===== Dataset records =====
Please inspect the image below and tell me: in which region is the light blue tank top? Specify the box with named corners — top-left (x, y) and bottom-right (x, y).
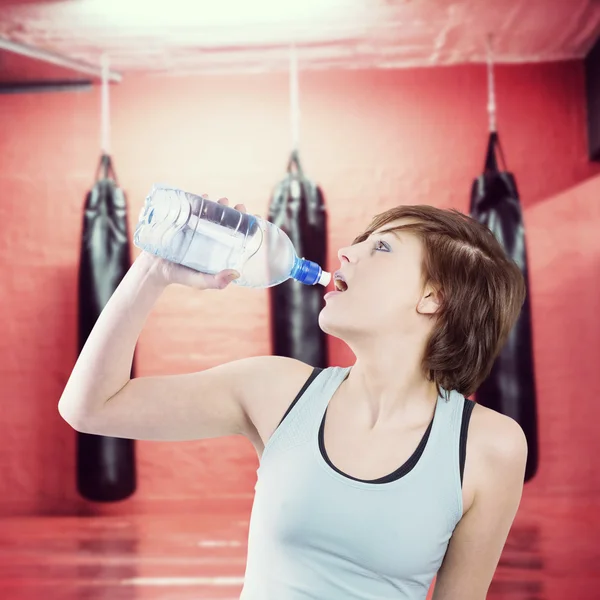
top-left (240, 366), bottom-right (466, 600)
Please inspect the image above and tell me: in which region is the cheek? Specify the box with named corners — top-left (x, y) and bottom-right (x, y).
top-left (385, 289), bottom-right (417, 316)
top-left (385, 272), bottom-right (423, 311)
top-left (353, 285), bottom-right (414, 322)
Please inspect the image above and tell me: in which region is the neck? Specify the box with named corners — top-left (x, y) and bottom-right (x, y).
top-left (343, 332), bottom-right (439, 427)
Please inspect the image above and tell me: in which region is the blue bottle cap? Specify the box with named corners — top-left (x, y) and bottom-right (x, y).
top-left (293, 258), bottom-right (326, 286)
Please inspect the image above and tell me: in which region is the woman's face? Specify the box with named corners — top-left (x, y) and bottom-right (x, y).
top-left (319, 219), bottom-right (434, 342)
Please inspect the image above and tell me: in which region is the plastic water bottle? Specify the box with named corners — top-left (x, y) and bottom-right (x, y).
top-left (133, 184), bottom-right (331, 289)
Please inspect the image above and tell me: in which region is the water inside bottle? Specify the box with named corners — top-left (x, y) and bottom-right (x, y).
top-left (134, 186), bottom-right (262, 276)
top-left (179, 213), bottom-right (257, 274)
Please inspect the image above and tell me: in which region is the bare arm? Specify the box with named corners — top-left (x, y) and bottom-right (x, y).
top-left (58, 198), bottom-right (310, 442)
top-left (57, 246), bottom-right (246, 433)
top-left (59, 251), bottom-right (175, 425)
top-left (432, 411), bottom-right (528, 600)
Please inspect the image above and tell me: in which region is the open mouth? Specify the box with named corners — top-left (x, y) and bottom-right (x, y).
top-left (333, 272), bottom-right (349, 292)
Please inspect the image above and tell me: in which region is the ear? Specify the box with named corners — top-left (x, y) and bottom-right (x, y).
top-left (417, 285), bottom-right (442, 316)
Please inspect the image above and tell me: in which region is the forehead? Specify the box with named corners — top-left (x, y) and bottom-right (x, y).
top-left (372, 218), bottom-right (420, 237)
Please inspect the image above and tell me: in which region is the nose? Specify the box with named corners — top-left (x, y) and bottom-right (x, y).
top-left (337, 244), bottom-right (356, 264)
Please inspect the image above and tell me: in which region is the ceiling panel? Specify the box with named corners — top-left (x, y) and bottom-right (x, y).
top-left (0, 0), bottom-right (598, 78)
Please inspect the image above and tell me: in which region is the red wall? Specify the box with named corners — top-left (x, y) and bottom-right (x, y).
top-left (0, 61), bottom-right (598, 516)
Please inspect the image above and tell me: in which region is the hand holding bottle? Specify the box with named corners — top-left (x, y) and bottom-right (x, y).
top-left (141, 195), bottom-right (247, 291)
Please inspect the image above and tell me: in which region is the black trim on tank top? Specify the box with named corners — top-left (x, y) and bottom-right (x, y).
top-left (277, 366), bottom-right (475, 488)
top-left (318, 408), bottom-right (434, 484)
top-left (276, 367), bottom-right (324, 429)
top-left (459, 399), bottom-right (476, 486)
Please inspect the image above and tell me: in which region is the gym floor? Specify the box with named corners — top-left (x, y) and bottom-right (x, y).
top-left (2, 494), bottom-right (597, 600)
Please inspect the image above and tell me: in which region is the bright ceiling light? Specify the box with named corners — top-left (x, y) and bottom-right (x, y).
top-left (80, 0), bottom-right (365, 30)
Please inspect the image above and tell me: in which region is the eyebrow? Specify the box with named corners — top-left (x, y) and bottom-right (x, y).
top-left (371, 228), bottom-right (403, 240)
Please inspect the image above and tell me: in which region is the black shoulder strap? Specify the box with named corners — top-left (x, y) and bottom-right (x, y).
top-left (277, 367), bottom-right (324, 429)
top-left (459, 399), bottom-right (476, 486)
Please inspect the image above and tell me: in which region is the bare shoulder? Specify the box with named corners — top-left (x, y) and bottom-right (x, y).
top-left (469, 403), bottom-right (529, 465)
top-left (462, 402), bottom-right (528, 512)
top-left (234, 355), bottom-right (316, 454)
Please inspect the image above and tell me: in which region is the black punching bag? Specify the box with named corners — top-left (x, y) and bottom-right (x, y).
top-left (469, 132), bottom-right (538, 482)
top-left (77, 153), bottom-right (136, 501)
top-left (268, 150), bottom-right (328, 367)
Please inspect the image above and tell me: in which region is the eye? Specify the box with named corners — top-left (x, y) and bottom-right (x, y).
top-left (375, 240), bottom-right (391, 252)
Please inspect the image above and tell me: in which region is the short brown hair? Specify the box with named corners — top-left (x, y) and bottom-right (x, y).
top-left (353, 205), bottom-right (526, 398)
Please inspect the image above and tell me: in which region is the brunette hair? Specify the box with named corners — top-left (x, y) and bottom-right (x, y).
top-left (353, 206), bottom-right (526, 397)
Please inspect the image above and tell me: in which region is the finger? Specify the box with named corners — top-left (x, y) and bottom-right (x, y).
top-left (201, 193), bottom-right (209, 199)
top-left (187, 272), bottom-right (229, 291)
top-left (234, 203), bottom-right (247, 213)
top-left (217, 197), bottom-right (229, 205)
top-left (214, 269), bottom-right (240, 286)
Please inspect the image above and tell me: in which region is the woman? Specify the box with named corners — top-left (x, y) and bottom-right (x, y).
top-left (59, 197), bottom-right (528, 600)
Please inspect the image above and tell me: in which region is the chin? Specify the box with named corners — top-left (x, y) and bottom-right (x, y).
top-left (318, 303), bottom-right (363, 339)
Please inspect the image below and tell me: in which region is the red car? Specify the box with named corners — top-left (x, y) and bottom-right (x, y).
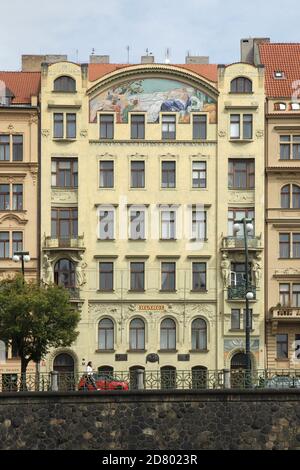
top-left (78, 373), bottom-right (129, 391)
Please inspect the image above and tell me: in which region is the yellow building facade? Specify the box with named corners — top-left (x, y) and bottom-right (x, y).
top-left (39, 60), bottom-right (265, 376)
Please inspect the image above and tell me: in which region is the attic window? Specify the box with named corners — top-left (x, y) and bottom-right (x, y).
top-left (291, 102), bottom-right (300, 111)
top-left (0, 86), bottom-right (14, 106)
top-left (274, 71), bottom-right (284, 79)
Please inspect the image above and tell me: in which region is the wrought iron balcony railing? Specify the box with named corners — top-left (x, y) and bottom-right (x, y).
top-left (228, 284), bottom-right (256, 300)
top-left (43, 235), bottom-right (84, 249)
top-left (222, 235), bottom-right (263, 251)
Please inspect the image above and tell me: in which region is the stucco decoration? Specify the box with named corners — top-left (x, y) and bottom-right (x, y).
top-left (221, 253), bottom-right (231, 288)
top-left (256, 130), bottom-right (264, 138)
top-left (218, 130), bottom-right (227, 138)
top-left (90, 78), bottom-right (217, 124)
top-left (75, 253), bottom-right (87, 287)
top-left (224, 338), bottom-right (259, 352)
top-left (228, 191), bottom-right (255, 204)
top-left (42, 129), bottom-right (50, 138)
top-left (43, 254), bottom-right (53, 285)
top-left (80, 129), bottom-right (88, 138)
top-left (275, 268), bottom-right (300, 276)
top-left (51, 190), bottom-right (78, 204)
top-left (252, 255), bottom-right (262, 287)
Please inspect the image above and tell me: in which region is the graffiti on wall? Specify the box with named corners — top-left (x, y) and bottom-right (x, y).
top-left (89, 78), bottom-right (217, 124)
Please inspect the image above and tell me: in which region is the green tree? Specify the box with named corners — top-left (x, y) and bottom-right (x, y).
top-left (0, 276), bottom-right (80, 378)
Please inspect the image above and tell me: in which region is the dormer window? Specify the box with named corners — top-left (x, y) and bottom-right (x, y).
top-left (0, 87), bottom-right (14, 107)
top-left (274, 102), bottom-right (286, 111)
top-left (230, 77), bottom-right (252, 94)
top-left (291, 102), bottom-right (300, 111)
top-left (274, 71), bottom-right (284, 79)
top-left (53, 76), bottom-right (76, 93)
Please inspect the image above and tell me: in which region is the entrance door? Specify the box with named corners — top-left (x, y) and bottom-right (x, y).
top-left (53, 353), bottom-right (75, 391)
top-left (230, 352), bottom-right (251, 388)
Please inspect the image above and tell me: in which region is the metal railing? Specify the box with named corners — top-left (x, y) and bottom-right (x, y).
top-left (2, 369), bottom-right (300, 393)
top-left (228, 284), bottom-right (256, 300)
top-left (222, 235), bottom-right (263, 251)
top-left (43, 235), bottom-right (84, 249)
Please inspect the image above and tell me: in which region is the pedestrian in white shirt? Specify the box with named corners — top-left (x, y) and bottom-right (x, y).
top-left (86, 361), bottom-right (99, 390)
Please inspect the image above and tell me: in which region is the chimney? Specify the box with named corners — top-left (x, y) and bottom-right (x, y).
top-left (22, 54), bottom-right (67, 71)
top-left (89, 55), bottom-right (110, 64)
top-left (185, 56), bottom-right (209, 65)
top-left (141, 55), bottom-right (155, 64)
top-left (240, 38), bottom-right (270, 65)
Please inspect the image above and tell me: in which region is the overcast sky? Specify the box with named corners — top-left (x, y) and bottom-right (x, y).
top-left (0, 0), bottom-right (300, 69)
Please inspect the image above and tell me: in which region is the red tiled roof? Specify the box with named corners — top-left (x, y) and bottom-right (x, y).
top-left (259, 43), bottom-right (300, 98)
top-left (88, 63), bottom-right (218, 83)
top-left (0, 72), bottom-right (40, 104)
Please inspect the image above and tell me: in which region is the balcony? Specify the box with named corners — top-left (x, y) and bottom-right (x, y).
top-left (67, 288), bottom-right (80, 300)
top-left (43, 235), bottom-right (85, 250)
top-left (222, 236), bottom-right (263, 251)
top-left (228, 284), bottom-right (256, 300)
top-left (270, 307), bottom-right (300, 322)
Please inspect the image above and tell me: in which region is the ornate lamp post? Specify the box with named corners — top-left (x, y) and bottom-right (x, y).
top-left (233, 218), bottom-right (254, 377)
top-left (12, 251), bottom-right (30, 280)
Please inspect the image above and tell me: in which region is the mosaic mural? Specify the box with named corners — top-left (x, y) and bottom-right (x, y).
top-left (89, 78), bottom-right (217, 124)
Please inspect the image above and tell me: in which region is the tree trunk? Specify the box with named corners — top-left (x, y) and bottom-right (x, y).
top-left (20, 356), bottom-right (29, 391)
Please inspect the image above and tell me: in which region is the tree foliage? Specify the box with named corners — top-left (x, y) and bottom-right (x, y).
top-left (0, 276), bottom-right (80, 373)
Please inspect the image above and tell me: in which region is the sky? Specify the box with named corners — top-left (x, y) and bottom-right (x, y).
top-left (0, 0), bottom-right (300, 69)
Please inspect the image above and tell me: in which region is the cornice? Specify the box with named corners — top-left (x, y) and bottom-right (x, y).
top-left (89, 140), bottom-right (217, 146)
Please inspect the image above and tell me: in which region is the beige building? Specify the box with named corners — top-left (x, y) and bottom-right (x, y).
top-left (39, 55), bottom-right (265, 378)
top-left (258, 43), bottom-right (300, 370)
top-left (0, 71), bottom-right (40, 373)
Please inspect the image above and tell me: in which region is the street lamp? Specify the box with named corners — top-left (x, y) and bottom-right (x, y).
top-left (13, 251), bottom-right (30, 278)
top-left (233, 218), bottom-right (254, 376)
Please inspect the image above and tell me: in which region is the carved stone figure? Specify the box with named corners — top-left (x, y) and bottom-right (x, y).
top-left (76, 254), bottom-right (87, 286)
top-left (43, 254), bottom-right (53, 285)
top-left (221, 253), bottom-right (231, 288)
top-left (252, 256), bottom-right (262, 287)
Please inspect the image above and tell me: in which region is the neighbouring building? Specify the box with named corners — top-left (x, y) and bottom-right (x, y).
top-left (258, 43), bottom-right (300, 370)
top-left (0, 71), bottom-right (40, 375)
top-left (39, 53), bottom-right (265, 380)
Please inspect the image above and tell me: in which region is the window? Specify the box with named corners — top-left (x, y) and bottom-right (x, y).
top-left (279, 233), bottom-right (300, 258)
top-left (53, 113), bottom-right (64, 139)
top-left (160, 319), bottom-right (176, 350)
top-left (192, 162), bottom-right (206, 188)
top-left (12, 184), bottom-right (23, 211)
top-left (131, 161), bottom-right (145, 188)
top-left (66, 113), bottom-right (76, 139)
top-left (0, 135), bottom-right (10, 161)
top-left (53, 76), bottom-right (76, 92)
top-left (291, 102), bottom-right (300, 111)
top-left (12, 232), bottom-right (23, 254)
top-left (12, 135), bottom-right (23, 161)
top-left (231, 262), bottom-right (252, 286)
top-left (130, 210), bottom-right (145, 240)
top-left (279, 233), bottom-right (290, 258)
top-left (0, 184), bottom-right (10, 210)
top-left (99, 210), bottom-right (114, 240)
top-left (162, 115), bottom-right (176, 140)
top-left (191, 319), bottom-right (207, 350)
top-left (228, 208), bottom-right (254, 237)
top-left (51, 159), bottom-right (78, 188)
top-left (274, 102), bottom-right (286, 111)
top-left (162, 161), bottom-right (176, 188)
top-left (192, 263), bottom-right (206, 291)
top-left (99, 161), bottom-right (114, 188)
top-left (193, 115), bottom-right (207, 140)
top-left (231, 309), bottom-right (241, 330)
top-left (293, 284), bottom-right (300, 307)
top-left (277, 334), bottom-right (288, 359)
top-left (99, 262), bottom-right (114, 291)
top-left (130, 262), bottom-right (145, 291)
top-left (100, 114), bottom-right (114, 139)
top-left (98, 319), bottom-right (114, 350)
top-left (230, 77), bottom-right (252, 93)
top-left (129, 319), bottom-right (145, 350)
top-left (131, 115), bottom-right (145, 139)
top-left (281, 184), bottom-right (300, 209)
top-left (161, 210), bottom-right (176, 240)
top-left (0, 232), bottom-right (9, 259)
top-left (54, 259), bottom-right (76, 288)
top-left (161, 262), bottom-right (176, 291)
top-left (192, 210), bottom-right (207, 240)
top-left (280, 135), bottom-right (300, 160)
top-left (51, 208), bottom-right (78, 239)
top-left (230, 114), bottom-right (252, 140)
top-left (274, 71), bottom-right (284, 79)
top-left (228, 159), bottom-right (255, 189)
top-left (280, 284), bottom-right (290, 306)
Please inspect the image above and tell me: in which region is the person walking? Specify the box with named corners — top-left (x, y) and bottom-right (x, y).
top-left (86, 361), bottom-right (99, 390)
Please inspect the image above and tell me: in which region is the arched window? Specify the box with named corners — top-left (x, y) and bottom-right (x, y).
top-left (161, 366), bottom-right (176, 389)
top-left (230, 77), bottom-right (252, 93)
top-left (129, 319), bottom-right (145, 350)
top-left (160, 318), bottom-right (176, 350)
top-left (98, 318), bottom-right (114, 350)
top-left (281, 184), bottom-right (300, 208)
top-left (191, 318), bottom-right (207, 351)
top-left (53, 76), bottom-right (76, 92)
top-left (54, 259), bottom-right (75, 288)
top-left (98, 365), bottom-right (114, 379)
top-left (192, 366), bottom-right (208, 389)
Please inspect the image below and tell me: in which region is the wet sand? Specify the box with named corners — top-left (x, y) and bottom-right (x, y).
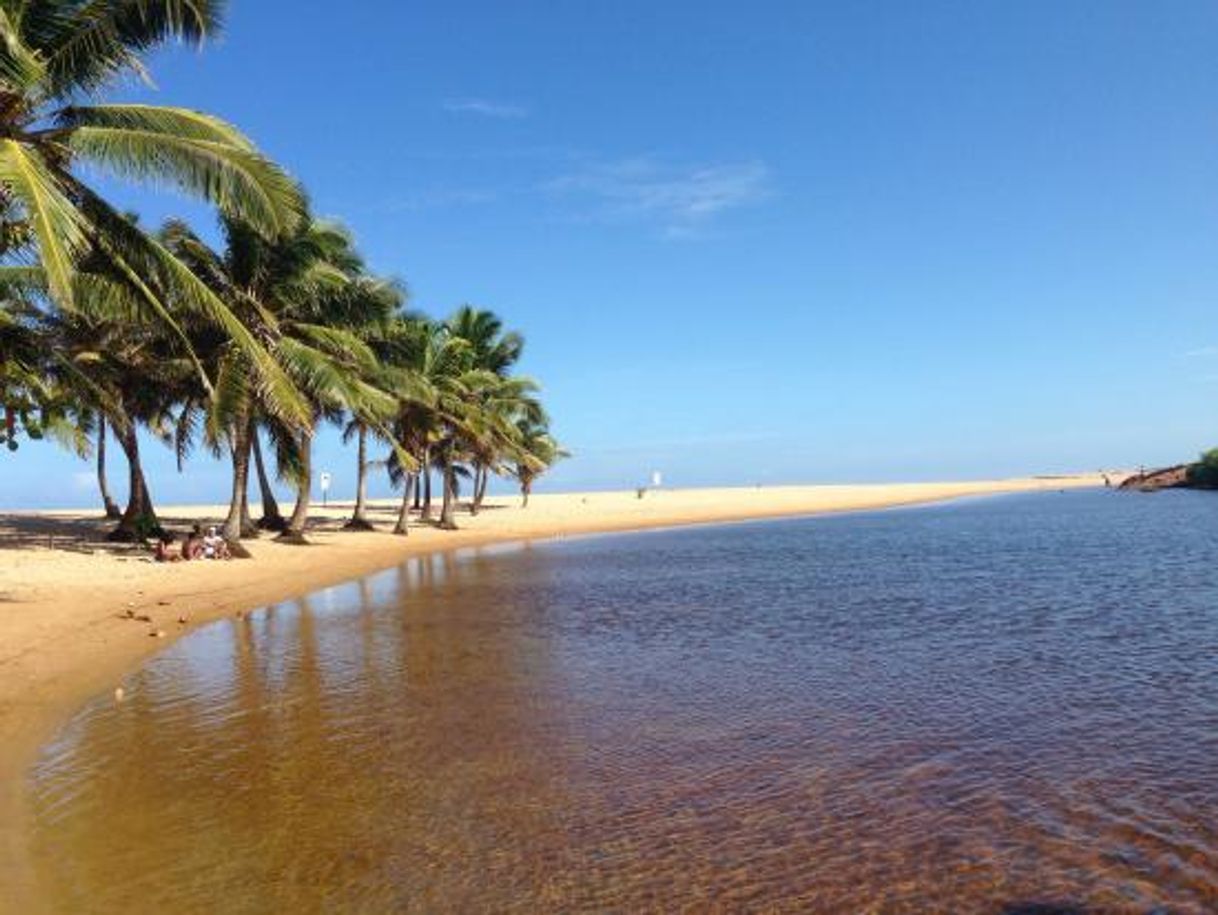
top-left (0, 476), bottom-right (1109, 910)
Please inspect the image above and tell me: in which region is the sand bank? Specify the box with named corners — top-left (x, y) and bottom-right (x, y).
top-left (0, 475), bottom-right (1111, 908)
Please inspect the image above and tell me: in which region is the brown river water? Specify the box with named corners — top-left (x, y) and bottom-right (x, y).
top-left (24, 491), bottom-right (1218, 912)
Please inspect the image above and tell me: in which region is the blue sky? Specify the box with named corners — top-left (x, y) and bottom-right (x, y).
top-left (8, 0), bottom-right (1218, 508)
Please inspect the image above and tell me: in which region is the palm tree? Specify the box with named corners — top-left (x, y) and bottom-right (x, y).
=====
> **Task prompt**
Precisely the line with "is the brown" and the lines after it, up to the last line of the entries above, are to be reproduced, and nothing more.

> **Your response**
Please inspect the image above and tell me: in which region is the brown river water? Specify the box with named corners — top-left (x, y) and bottom-right (x, y).
top-left (24, 491), bottom-right (1218, 912)
Please inspect the image above and tell me: in which region is the blue sky? Specify the box with named corners — top-left (x, y) and bottom-right (x, y).
top-left (8, 0), bottom-right (1218, 508)
Please inspect the image above and tell me: in which region is the palm tree? Specify the box with named corners — top-left (x, y) and bottom-right (x, y).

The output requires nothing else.